§ **Source document**
DISA looks to fix JRSS bugs

 26th Network Operations Squadron at Maxwell Air Force Base-Gunter Annex, Ala. 

The Defense Information Systems Agency announced it is working to address concerns in an oversight report about performance and reliability issues disrupting the Defense Department's Joint Regional Security Stacks program.

The announcement comes just weeks after the Office of the Director, Operational Test and Evaluation recommended the program be suspended until the system's security posture improved. DOT&E reported that JRSS, as deployed by the Air Force, "is unable to help network defenders protect the network against operationally realistic cyberattacks."

That pause is not taking place. However, JRSS portfolio manager Army Col. Greg Griffin said in a Feb. 21 blog post, resources have been "significantly realigned" as a result of the report.

§ **Stated goal**
Extract the passage of the JRSS article between "That pause is" and "of the report.", inclusive, word for word.

§ **Provided data**
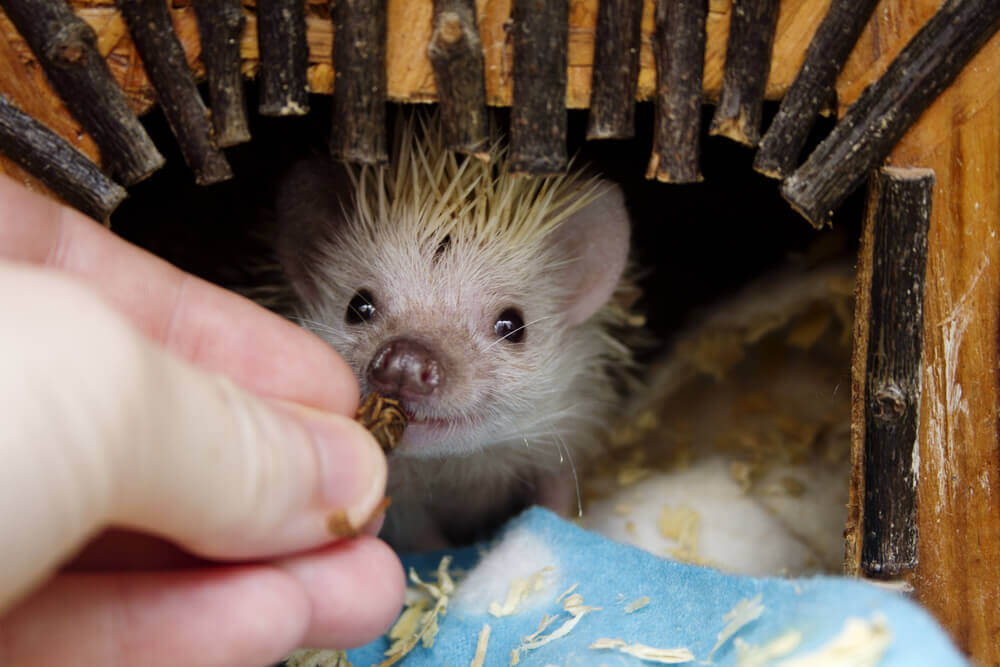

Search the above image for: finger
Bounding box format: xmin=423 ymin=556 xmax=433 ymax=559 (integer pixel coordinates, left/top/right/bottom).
xmin=0 ymin=268 xmax=386 ymax=605
xmin=0 ymin=566 xmax=311 ymax=667
xmin=0 ymin=537 xmax=405 ymax=667
xmin=279 ymin=537 xmax=406 ymax=648
xmin=0 ymin=175 xmax=358 ymax=415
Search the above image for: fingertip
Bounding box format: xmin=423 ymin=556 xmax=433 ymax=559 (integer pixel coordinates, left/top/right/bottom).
xmin=281 ymin=536 xmax=406 ymax=649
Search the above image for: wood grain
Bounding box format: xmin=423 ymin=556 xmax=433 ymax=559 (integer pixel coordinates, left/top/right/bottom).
xmin=0 ymin=0 xmax=844 ymax=122
xmin=838 ymin=0 xmax=1000 ymax=665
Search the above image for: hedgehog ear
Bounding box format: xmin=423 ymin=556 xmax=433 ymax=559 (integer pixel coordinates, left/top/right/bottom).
xmin=275 ymin=158 xmax=351 ymax=301
xmin=552 ymin=181 xmax=630 ymax=326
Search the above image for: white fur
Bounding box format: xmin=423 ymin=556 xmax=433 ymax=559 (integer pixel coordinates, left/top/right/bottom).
xmin=279 ymin=118 xmax=629 ymax=549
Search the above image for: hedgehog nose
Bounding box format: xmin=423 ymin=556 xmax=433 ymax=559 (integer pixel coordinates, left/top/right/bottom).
xmin=368 ymin=338 xmax=444 ymax=400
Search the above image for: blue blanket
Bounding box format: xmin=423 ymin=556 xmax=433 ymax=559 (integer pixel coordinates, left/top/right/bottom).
xmin=348 ymin=508 xmax=967 ymax=667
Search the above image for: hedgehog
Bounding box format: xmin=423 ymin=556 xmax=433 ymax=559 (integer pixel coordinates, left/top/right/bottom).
xmin=274 ymin=114 xmax=636 ymax=551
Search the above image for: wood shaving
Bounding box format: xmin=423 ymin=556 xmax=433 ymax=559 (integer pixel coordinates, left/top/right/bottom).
xmin=590 ymin=638 xmax=694 ymax=665
xmin=733 ymin=630 xmax=802 ymax=667
xmin=618 ymin=465 xmax=653 ymax=486
xmin=778 ymin=614 xmax=892 ymax=667
xmin=284 ymin=648 xmax=353 ymax=667
xmin=556 ymin=582 xmax=580 ymax=604
xmin=378 ymin=556 xmax=455 ymax=667
xmin=625 ymin=595 xmax=649 ymax=614
xmin=510 ymin=593 xmax=601 ymax=665
xmin=489 ymin=566 xmax=553 ymax=618
xmin=656 ymin=505 xmax=701 ymax=563
xmin=354 ymin=392 xmax=409 ymax=454
xmin=706 ymin=593 xmax=766 ymax=663
xmin=469 ymin=623 xmax=490 ymax=667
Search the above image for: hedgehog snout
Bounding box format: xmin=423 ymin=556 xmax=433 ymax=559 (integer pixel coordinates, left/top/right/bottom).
xmin=367 ymin=338 xmax=444 ymax=402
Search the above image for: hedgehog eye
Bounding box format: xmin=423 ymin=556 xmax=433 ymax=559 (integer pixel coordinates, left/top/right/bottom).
xmin=344 ymin=289 xmax=375 ymax=324
xmin=493 ymin=308 xmax=525 ymax=343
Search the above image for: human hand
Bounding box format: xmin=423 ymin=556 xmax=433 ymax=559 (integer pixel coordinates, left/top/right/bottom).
xmin=0 ymin=176 xmax=404 ymax=665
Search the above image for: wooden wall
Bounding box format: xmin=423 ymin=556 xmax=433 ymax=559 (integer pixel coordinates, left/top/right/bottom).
xmin=0 ymin=0 xmax=1000 ymax=664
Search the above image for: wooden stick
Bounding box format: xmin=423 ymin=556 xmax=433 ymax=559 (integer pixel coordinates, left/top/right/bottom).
xmin=194 ymin=0 xmax=250 ymax=147
xmin=330 ymin=0 xmax=389 ymax=164
xmin=115 ymin=0 xmax=233 ymax=185
xmin=427 ymin=0 xmax=489 ymax=159
xmin=646 ymin=0 xmax=708 ymax=183
xmin=753 ymin=0 xmax=878 ymax=178
xmin=0 ymin=95 xmax=127 ymax=222
xmin=510 ymin=0 xmax=569 ymax=176
xmin=257 ymin=0 xmax=309 ymax=116
xmin=587 ymin=0 xmax=642 ymax=139
xmin=861 ymin=167 xmax=934 ymax=577
xmin=709 ymin=0 xmax=780 ymax=146
xmin=781 ymin=0 xmax=1000 ymax=227
xmin=0 ymin=0 xmax=164 ymax=185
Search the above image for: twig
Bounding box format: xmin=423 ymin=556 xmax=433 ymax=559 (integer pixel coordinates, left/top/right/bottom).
xmin=510 ymin=0 xmax=569 ymax=176
xmin=861 ymin=168 xmax=934 ymax=577
xmin=781 ymin=0 xmax=1000 ymax=227
xmin=709 ymin=0 xmax=780 ymax=146
xmin=587 ymin=0 xmax=642 ymax=139
xmin=115 ymin=0 xmax=233 ymax=185
xmin=646 ymin=0 xmax=708 ymax=183
xmin=753 ymin=0 xmax=878 ymax=178
xmin=0 ymin=0 xmax=164 ymax=185
xmin=257 ymin=0 xmax=309 ymax=116
xmin=0 ymin=95 xmax=126 ymax=222
xmin=427 ymin=0 xmax=489 ymax=159
xmin=330 ymin=0 xmax=389 ymax=164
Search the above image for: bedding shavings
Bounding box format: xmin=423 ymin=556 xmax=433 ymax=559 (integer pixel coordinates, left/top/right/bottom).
xmin=656 ymin=505 xmax=701 ymax=563
xmin=469 ymin=623 xmax=490 ymax=667
xmin=489 ymin=566 xmax=553 ymax=618
xmin=625 ymin=595 xmax=649 ymax=614
xmin=510 ymin=593 xmax=601 ymax=665
xmin=556 ymin=582 xmax=580 ymax=604
xmin=705 ymin=593 xmax=766 ymax=664
xmin=733 ymin=630 xmax=802 ymax=667
xmin=778 ymin=613 xmax=892 ymax=667
xmin=590 ymin=638 xmax=694 ymax=665
xmin=378 ymin=556 xmax=455 ymax=667
xmin=285 ymin=648 xmax=352 ymax=667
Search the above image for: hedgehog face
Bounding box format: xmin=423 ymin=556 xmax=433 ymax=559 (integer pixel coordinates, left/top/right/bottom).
xmin=303 ymin=233 xmax=574 ymax=457
xmin=277 ymin=116 xmax=629 ymax=457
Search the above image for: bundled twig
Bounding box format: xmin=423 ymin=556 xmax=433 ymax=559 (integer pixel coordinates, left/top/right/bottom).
xmin=194 ymin=0 xmax=250 ymax=147
xmin=646 ymin=0 xmax=708 ymax=183
xmin=859 ymin=168 xmax=934 ymax=576
xmin=709 ymin=0 xmax=781 ymax=146
xmin=0 ymin=0 xmax=164 ymax=185
xmin=0 ymin=95 xmax=126 ymax=222
xmin=781 ymin=0 xmax=1000 ymax=227
xmin=510 ymin=0 xmax=569 ymax=176
xmin=427 ymin=0 xmax=489 ymax=159
xmin=587 ymin=0 xmax=640 ymax=139
xmin=753 ymin=0 xmax=878 ymax=178
xmin=115 ymin=0 xmax=233 ymax=185
xmin=257 ymin=0 xmax=309 ymax=116
xmin=330 ymin=0 xmax=389 ymax=164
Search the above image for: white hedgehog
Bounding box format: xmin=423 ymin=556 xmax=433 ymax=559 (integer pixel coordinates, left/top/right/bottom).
xmin=276 ymin=115 xmax=632 ymax=551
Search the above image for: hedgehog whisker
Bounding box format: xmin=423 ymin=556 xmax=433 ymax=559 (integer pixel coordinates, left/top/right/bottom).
xmin=483 ymin=315 xmax=555 ymax=352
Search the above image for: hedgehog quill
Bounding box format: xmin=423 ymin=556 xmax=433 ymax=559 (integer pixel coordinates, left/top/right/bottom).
xmin=275 ymin=115 xmax=634 ymax=551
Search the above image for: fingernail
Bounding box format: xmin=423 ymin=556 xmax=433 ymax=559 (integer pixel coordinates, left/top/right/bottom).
xmin=306 ymin=416 xmax=386 ymax=532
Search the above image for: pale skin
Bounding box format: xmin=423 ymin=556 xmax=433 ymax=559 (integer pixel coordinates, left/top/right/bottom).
xmin=0 ymin=176 xmax=404 ymax=665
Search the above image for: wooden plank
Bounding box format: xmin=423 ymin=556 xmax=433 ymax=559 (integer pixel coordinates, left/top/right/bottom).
xmin=0 ymin=0 xmax=840 ymax=113
xmin=838 ymin=0 xmax=1000 ymax=665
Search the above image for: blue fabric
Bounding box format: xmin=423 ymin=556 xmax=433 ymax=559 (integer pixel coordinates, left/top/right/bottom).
xmin=348 ymin=508 xmax=967 ymax=667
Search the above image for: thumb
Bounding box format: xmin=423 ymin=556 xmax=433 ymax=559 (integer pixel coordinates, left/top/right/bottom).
xmin=0 ymin=264 xmax=386 ymax=608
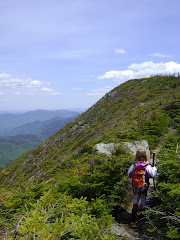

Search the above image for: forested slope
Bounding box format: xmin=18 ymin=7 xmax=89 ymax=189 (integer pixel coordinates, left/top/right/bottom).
xmin=0 ymin=76 xmax=180 ymax=239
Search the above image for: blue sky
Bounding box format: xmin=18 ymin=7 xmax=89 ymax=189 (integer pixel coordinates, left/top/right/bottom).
xmin=0 ymin=0 xmax=180 ymax=111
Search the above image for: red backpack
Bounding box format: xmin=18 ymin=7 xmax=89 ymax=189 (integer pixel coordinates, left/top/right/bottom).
xmin=132 ymin=167 xmax=148 ymax=193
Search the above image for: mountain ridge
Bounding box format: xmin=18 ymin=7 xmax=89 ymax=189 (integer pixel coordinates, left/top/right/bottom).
xmin=0 ymin=76 xmax=180 ymax=240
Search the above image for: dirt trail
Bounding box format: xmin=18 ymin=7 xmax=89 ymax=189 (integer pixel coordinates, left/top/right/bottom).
xmin=111 ymin=181 xmax=154 ymax=240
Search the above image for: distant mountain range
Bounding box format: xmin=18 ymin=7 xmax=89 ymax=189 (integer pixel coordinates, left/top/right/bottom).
xmin=0 ymin=110 xmax=79 ymax=136
xmin=0 ymin=110 xmax=80 ymax=167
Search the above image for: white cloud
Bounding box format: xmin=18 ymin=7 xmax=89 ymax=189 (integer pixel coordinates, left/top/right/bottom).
xmin=86 ymin=86 xmax=113 ymax=96
xmin=50 ymin=92 xmax=63 ymax=96
xmin=97 ymin=61 xmax=180 ymax=83
xmin=150 ymin=52 xmax=172 ymax=58
xmin=0 ymin=73 xmax=60 ymax=95
xmin=41 ymin=87 xmax=53 ymax=92
xmin=115 ymin=48 xmax=126 ymax=55
xmin=72 ymin=88 xmax=82 ymax=91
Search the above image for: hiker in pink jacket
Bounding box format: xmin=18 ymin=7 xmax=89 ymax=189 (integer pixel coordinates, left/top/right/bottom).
xmin=128 ymin=149 xmax=157 ymax=220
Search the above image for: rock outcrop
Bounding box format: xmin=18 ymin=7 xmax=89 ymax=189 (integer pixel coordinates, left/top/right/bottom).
xmin=93 ymin=140 xmax=150 ymax=160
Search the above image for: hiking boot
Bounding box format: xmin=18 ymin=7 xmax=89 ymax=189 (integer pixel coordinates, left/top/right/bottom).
xmin=132 ymin=208 xmax=137 ymax=221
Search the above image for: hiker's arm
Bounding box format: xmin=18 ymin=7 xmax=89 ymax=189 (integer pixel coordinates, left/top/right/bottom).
xmin=146 ymin=165 xmax=157 ymax=178
xmin=128 ymin=164 xmax=135 ymax=178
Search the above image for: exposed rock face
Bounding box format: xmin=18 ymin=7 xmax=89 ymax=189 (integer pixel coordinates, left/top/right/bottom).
xmin=93 ymin=143 xmax=115 ymax=156
xmin=93 ymin=140 xmax=150 ymax=160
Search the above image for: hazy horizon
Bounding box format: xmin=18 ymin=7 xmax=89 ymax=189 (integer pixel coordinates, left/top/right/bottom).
xmin=0 ymin=0 xmax=180 ymax=111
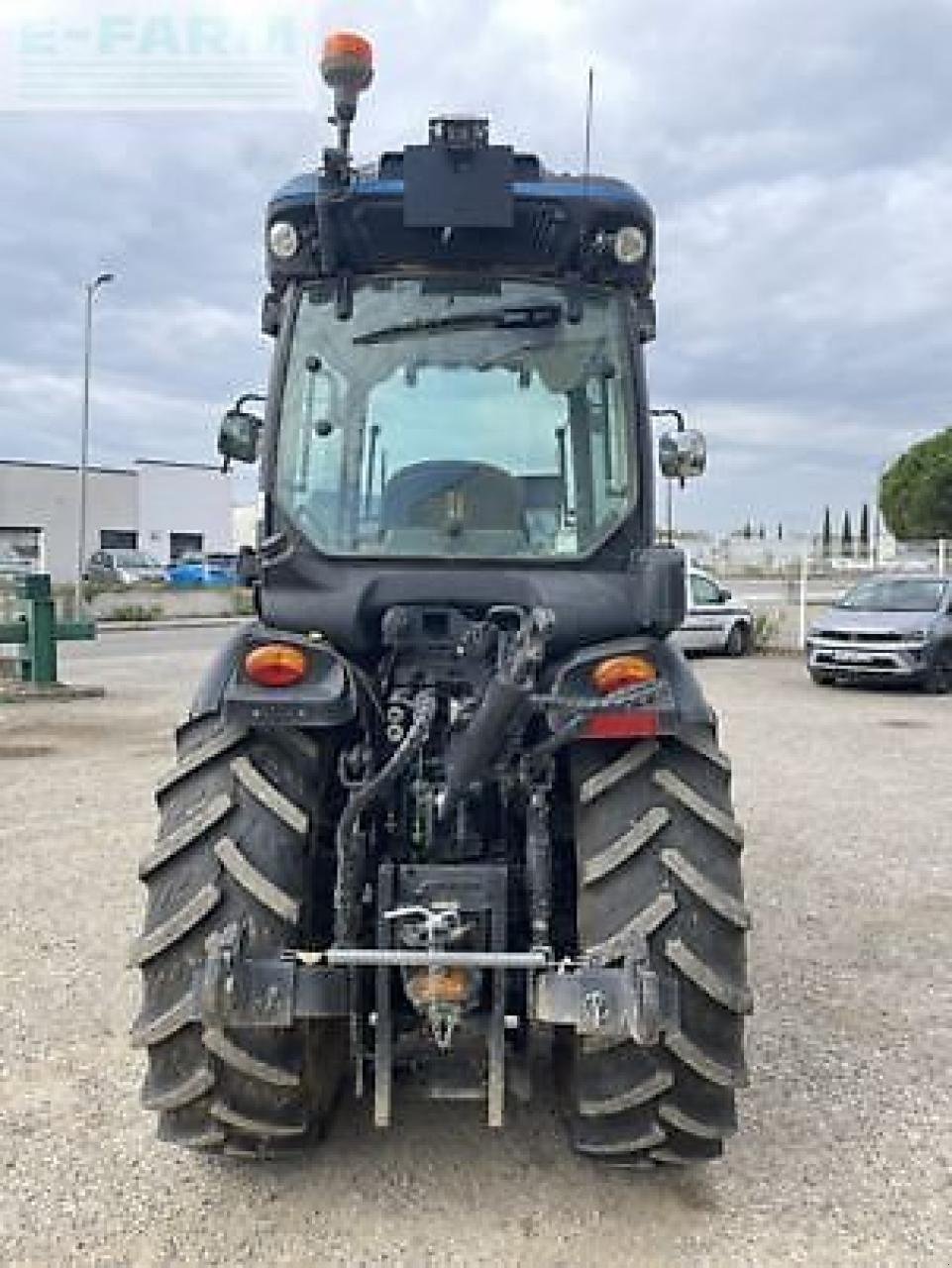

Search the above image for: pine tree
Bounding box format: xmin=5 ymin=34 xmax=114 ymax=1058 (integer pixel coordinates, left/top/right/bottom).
xmin=843 ymin=511 xmax=853 ymax=558
xmin=860 ymin=502 xmax=870 ymax=556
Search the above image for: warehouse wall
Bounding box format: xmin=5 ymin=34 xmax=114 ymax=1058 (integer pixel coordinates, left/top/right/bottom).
xmin=136 ymin=461 xmax=232 ymax=563
xmin=0 ymin=462 xmax=137 ymax=582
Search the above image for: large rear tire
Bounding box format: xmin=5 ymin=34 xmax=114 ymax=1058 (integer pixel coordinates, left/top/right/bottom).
xmin=131 ymin=715 xmax=346 ymax=1156
xmin=571 ymin=729 xmax=752 ymax=1165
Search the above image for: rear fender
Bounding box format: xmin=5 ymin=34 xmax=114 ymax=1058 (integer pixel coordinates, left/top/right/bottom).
xmin=550 ymin=638 xmax=716 ymax=739
xmin=189 ymin=621 xmax=358 ymax=728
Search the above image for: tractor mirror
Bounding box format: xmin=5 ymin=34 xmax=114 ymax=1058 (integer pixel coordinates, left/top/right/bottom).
xmin=218 ymin=409 xmax=263 ymax=471
xmin=658 ymin=427 xmax=707 ymax=480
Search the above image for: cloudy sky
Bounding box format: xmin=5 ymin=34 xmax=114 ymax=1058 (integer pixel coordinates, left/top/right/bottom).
xmin=0 ymin=0 xmax=952 ymax=529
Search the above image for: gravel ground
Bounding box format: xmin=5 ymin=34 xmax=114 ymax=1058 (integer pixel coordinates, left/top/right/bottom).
xmin=0 ymin=631 xmax=952 ymax=1265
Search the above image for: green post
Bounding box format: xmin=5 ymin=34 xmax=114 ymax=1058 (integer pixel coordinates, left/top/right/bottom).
xmin=19 ymin=574 xmax=57 ymax=685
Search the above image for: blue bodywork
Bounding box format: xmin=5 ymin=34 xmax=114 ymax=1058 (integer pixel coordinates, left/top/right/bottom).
xmin=168 ymin=556 xmax=239 ymax=589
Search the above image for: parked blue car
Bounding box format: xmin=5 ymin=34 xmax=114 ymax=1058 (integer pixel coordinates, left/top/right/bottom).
xmin=168 ymin=554 xmax=239 ymax=588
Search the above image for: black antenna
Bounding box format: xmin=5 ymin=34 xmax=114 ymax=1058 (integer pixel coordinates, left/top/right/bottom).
xmin=583 ymin=66 xmax=594 ymax=190
xmin=566 ymin=66 xmax=594 ymax=326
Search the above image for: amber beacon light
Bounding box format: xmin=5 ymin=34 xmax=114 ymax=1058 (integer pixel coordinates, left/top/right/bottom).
xmin=245 ymin=643 xmax=308 ymax=687
xmin=321 ymin=31 xmax=373 ymax=95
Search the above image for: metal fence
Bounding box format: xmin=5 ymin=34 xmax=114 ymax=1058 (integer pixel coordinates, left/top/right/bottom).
xmin=688 ymin=539 xmax=952 ymax=651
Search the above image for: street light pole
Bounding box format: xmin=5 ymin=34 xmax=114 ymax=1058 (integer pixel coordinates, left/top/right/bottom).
xmin=74 ymin=272 xmax=115 ymax=614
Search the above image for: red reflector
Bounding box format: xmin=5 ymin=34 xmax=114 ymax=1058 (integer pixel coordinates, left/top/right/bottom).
xmin=245 ymin=643 xmax=308 ymax=687
xmin=582 ymin=709 xmax=658 ymax=739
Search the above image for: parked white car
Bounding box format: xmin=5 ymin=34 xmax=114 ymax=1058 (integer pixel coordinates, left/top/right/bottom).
xmin=671 ymin=568 xmax=754 ymax=656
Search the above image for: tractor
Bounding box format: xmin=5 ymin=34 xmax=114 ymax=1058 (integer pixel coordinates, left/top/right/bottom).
xmin=131 ymin=33 xmax=751 ymax=1167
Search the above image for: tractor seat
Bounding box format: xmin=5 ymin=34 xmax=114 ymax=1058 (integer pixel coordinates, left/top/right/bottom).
xmin=380 ymin=461 xmax=529 ymax=554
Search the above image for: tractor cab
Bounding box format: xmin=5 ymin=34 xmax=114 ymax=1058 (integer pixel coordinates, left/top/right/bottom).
xmin=222 ymin=37 xmax=699 ymax=647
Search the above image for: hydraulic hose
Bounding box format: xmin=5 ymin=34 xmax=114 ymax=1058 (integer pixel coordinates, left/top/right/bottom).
xmin=334 ymin=691 xmax=436 ymax=946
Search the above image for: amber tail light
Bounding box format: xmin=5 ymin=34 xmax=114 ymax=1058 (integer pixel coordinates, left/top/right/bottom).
xmin=245 ymin=643 xmax=308 ymax=687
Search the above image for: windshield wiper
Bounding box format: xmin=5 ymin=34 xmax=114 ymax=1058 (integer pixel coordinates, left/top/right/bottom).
xmin=354 ymin=303 xmax=562 ymax=344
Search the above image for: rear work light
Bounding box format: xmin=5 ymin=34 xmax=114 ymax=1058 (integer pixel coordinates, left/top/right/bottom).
xmin=245 ymin=643 xmax=308 ymax=687
xmin=592 ymin=656 xmax=658 ymax=696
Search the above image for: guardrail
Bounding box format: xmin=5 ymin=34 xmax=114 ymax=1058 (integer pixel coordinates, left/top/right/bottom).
xmin=0 ymin=574 xmax=96 ymax=686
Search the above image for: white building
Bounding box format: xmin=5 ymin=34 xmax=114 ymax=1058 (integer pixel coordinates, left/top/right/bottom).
xmin=0 ymin=458 xmax=233 ymax=582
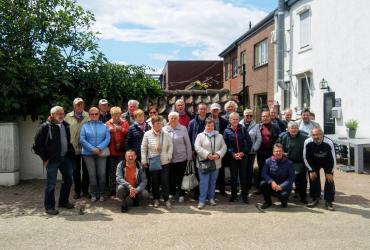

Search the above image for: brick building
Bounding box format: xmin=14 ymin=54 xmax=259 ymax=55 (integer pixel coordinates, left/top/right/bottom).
xmin=159 ymin=60 xmax=223 ymax=90
xmin=219 ymin=11 xmax=275 ymax=116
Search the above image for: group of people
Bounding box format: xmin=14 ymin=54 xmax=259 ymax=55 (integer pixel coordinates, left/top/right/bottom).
xmin=33 ymin=98 xmax=335 ymax=215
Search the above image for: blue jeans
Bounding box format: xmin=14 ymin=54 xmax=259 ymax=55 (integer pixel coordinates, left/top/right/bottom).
xmin=198 ymin=169 xmax=219 ymax=203
xmin=44 ymin=157 xmax=73 ymax=209
xmin=83 ymin=155 xmax=107 ymax=197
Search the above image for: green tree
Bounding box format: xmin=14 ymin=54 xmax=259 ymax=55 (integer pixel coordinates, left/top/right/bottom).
xmin=0 ymin=0 xmax=106 ymax=118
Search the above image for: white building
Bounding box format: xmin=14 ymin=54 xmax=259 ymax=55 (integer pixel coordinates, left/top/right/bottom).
xmin=275 ymin=0 xmax=370 ymax=137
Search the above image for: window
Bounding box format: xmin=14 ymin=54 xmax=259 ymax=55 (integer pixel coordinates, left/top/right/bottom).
xmin=240 ymin=51 xmax=247 ymax=66
xmin=254 ymin=39 xmax=268 ymax=68
xmin=232 ymin=58 xmax=238 ymax=78
xmin=299 ymin=10 xmax=311 ymax=48
xmin=284 ymin=82 xmax=291 ymax=109
xmin=301 ymin=77 xmax=311 ymax=109
xmin=225 ymin=63 xmax=229 ymax=81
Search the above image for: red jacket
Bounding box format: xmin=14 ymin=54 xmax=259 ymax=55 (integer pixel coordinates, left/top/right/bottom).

§ **Finished exercise**
That pause is not taking place. However, JRSS portfolio manager Army Col. Greg Griffin said in a Feb. 21 blog post, resources have been "significantly realigned" as a result of the report.